Extrait cité:
* * * * * * * * *

Heureusement, Big Eyes ne fait pas que s’attarder sur Walter, même si Margaret paraît très longtemps effacée. Normal direz-vous, pour une femme sous l’emprise d’un esprit aussi redoutable que celui d’un manipulateur patenté. Mais tout de même, le temps à l’écran de Amy Adams déçoit un peu, non par sa durée mais par son traitement assez plat. On sent que ce personnage de Big Eyes n’est pas celui qui passionne Burton, d’où la perception déséquilibrée que l’on peut ressentir. Pourtant, et évidemment, Margaret est d’une importance fascinante, et le metteur en scène le sait, c’est juste qu’il semble ne pas trop savoir qu’en faire. Pas vraiment à l’aise avec l’intégralité du personnage, Big Eyes jette malheureusement un voile pudique sur la religiosité de Margaret Keane, on sent que Burton tâtonne un peu, beaucoup. Il la met bien en valeur, via des plans sensationnels (dont certains sortis tout droit des Innocents), mais ne capte finalement pas grand chose en elle. D’ailleurs, y-a-t-il quelque chose à chercher en Margaret, en dehors de ses peintures ? Peut-être pas, et même son art est discutable, peut-être apprécié mais aussi considéré comme épouvantable. D’ailleurs, Margaret ne vit que par sa peinture, même quand elle rencontre une amie, DeeAnn (Kristen Ritter, aperçue dans Veronica Mars), féministe affirmée mais qui n’arrive pas à influencer le caractère de l’artiste. L’effet faisant de Margaret une simple mère de famille touchée par un don est sans doute recherché. Mais le déséquilibre avec Walter est peut-être trop marqué, la faute à un Christoph Waltz en surjeu pendant une bonne partie de Big Eyes, remplaçant parfaitement Depp dans une prestation insupportablement cabotine.
Big Eyes sonne l’heure du renouveau pour Burton.

* * * * * * * * *

Segment de données:
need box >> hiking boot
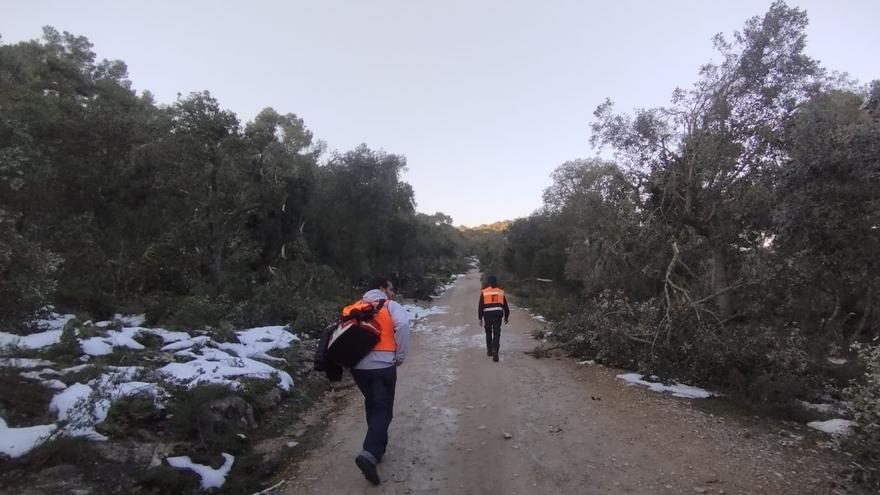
[354,455,382,485]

* * * * * * * * *

Objectif:
Répondez à ces questions à partir de la critique de Big Eyes :
1. Quelle actrice joue DeeAnn, et dans quelle œuvre l'a-t-on aperçue ?
2. Sur quel aspect de Margaret Keane le film jette-t-il un voile pudique ?
3. Selon la dernière phrase, de quoi Big Eyes sonne-t-il l'heure pour Burton ?

Réponse rédigée:
1. Kristen Ritter, aperçue dans Veronica Mars.
2. Sa religiosité.
3. Du renouveau.